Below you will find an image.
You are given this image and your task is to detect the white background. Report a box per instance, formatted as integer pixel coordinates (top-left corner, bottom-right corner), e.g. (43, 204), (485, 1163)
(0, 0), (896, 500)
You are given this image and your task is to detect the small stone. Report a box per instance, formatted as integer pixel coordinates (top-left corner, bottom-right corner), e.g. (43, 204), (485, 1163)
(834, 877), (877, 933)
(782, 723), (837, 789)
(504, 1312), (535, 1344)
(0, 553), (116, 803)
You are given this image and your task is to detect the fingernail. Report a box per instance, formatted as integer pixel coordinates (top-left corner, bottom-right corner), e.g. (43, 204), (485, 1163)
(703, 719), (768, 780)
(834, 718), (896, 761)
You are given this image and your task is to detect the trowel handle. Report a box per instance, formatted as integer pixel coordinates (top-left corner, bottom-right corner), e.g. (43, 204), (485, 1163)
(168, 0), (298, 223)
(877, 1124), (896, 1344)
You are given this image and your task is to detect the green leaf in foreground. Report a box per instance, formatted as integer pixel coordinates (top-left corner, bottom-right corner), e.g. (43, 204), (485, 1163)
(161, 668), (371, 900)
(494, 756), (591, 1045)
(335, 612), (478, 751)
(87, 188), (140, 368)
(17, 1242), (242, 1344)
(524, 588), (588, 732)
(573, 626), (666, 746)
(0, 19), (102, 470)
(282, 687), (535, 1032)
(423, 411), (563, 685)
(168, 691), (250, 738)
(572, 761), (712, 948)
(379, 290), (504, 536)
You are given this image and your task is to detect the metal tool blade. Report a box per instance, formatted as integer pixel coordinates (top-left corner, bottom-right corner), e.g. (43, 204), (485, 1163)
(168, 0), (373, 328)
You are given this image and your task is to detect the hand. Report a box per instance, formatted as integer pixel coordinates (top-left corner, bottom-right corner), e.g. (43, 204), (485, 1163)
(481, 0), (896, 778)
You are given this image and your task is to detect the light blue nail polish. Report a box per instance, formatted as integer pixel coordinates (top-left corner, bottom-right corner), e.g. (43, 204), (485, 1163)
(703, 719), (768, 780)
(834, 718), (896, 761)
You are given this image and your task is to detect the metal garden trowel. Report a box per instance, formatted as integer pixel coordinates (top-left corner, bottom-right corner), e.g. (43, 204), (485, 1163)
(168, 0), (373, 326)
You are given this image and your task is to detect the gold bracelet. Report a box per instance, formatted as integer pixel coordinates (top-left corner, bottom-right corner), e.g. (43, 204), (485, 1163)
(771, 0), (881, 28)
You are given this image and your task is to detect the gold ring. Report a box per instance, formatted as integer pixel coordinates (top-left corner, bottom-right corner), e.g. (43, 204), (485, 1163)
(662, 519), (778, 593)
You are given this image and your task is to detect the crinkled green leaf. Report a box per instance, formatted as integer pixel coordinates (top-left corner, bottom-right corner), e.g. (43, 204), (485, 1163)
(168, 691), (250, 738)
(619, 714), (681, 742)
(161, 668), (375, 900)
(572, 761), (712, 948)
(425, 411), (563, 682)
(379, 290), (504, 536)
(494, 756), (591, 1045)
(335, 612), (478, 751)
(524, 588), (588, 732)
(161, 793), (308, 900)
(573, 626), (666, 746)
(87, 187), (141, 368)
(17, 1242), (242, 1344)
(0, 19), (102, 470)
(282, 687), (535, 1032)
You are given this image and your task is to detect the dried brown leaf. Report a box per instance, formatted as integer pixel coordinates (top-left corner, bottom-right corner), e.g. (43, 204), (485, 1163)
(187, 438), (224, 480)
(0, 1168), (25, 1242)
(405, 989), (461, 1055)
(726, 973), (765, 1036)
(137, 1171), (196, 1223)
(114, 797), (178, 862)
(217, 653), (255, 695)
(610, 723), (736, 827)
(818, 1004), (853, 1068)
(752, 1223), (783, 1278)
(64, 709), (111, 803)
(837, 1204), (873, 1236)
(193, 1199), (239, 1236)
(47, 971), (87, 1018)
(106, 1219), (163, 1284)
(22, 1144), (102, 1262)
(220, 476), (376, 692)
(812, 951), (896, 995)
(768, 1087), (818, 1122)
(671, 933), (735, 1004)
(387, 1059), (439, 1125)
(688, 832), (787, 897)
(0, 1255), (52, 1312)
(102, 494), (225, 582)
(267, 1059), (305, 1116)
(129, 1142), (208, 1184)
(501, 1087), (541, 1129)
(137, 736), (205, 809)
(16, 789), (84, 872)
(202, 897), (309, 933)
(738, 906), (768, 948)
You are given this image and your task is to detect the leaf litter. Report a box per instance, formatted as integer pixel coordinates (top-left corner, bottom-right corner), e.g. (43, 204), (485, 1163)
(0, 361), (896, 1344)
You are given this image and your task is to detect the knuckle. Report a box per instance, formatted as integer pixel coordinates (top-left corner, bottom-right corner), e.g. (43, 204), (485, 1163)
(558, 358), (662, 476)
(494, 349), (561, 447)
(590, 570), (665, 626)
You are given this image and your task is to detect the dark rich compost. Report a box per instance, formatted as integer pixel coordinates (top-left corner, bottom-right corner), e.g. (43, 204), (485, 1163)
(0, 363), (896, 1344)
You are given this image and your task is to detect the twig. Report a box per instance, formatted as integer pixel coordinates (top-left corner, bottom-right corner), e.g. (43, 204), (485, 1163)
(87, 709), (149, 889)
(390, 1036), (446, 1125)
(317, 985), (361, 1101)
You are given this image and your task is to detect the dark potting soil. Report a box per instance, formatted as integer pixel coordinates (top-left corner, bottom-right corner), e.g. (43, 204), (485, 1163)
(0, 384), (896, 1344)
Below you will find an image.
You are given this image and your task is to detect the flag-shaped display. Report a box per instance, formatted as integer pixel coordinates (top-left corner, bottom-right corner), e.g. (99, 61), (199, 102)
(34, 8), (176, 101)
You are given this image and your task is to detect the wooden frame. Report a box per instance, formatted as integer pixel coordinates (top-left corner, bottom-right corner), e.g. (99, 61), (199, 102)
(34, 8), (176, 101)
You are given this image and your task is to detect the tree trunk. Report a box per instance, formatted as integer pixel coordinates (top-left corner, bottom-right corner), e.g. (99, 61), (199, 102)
○ ○ ○ ○ ○
- **What you should do**: Copy out, word for word, the lines of the records starting at the line that contains "detect the leaf" and stopping after the line that contains "(590, 570), (665, 626)".

- **The response**:
You are given this image and your task is to detect the leaf litter. Report a box per instance, formatted as integer pixel coordinates (top-left corner, bottom-right corner), e.g. (43, 204), (485, 1163)
(0, 361), (896, 1344)
You are given this image and your task is to detect the knuckle. Report a box per instance, formatted as integer pixel coordinates (top-left corner, bottom-right corner), e.g. (43, 204), (485, 1163)
(558, 358), (662, 476)
(494, 349), (561, 447)
(590, 570), (665, 626)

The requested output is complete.